= Beginning of Section =

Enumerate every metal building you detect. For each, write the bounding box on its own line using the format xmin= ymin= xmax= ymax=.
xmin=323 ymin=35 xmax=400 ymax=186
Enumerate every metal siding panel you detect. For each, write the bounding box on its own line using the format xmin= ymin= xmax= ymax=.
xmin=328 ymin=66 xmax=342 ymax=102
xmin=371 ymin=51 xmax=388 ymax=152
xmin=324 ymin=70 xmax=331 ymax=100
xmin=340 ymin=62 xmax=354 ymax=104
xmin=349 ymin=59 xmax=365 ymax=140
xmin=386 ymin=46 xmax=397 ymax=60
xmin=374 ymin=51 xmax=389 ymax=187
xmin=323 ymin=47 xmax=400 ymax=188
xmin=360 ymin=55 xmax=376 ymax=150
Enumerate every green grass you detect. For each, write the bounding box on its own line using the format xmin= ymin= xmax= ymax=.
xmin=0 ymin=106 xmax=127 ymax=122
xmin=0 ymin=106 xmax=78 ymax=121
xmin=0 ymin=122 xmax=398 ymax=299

= End of Section =

◆ WORK INSTRUCTIONS
All entries above must be reproduced without a single change.

◆ EXERCISE RESPONSE
Enumerate every metal building you detect. For each, write the bounding box on its own line using the format xmin= ymin= xmax= ymax=.
xmin=323 ymin=35 xmax=400 ymax=186
Enumerate every metal siding panel you detect. For each, write the bounding box on its own line using the format xmin= ymin= xmax= ymax=.
xmin=328 ymin=66 xmax=342 ymax=102
xmin=371 ymin=51 xmax=388 ymax=152
xmin=324 ymin=70 xmax=331 ymax=100
xmin=340 ymin=62 xmax=354 ymax=104
xmin=349 ymin=59 xmax=365 ymax=140
xmin=386 ymin=46 xmax=397 ymax=60
xmin=374 ymin=51 xmax=389 ymax=187
xmin=323 ymin=47 xmax=400 ymax=188
xmin=360 ymin=55 xmax=376 ymax=150
Enumerate every green grass you detect. For each, write the bounding box on its own line using the format xmin= ymin= xmax= ymax=.
xmin=0 ymin=106 xmax=127 ymax=122
xmin=0 ymin=106 xmax=78 ymax=121
xmin=0 ymin=122 xmax=398 ymax=299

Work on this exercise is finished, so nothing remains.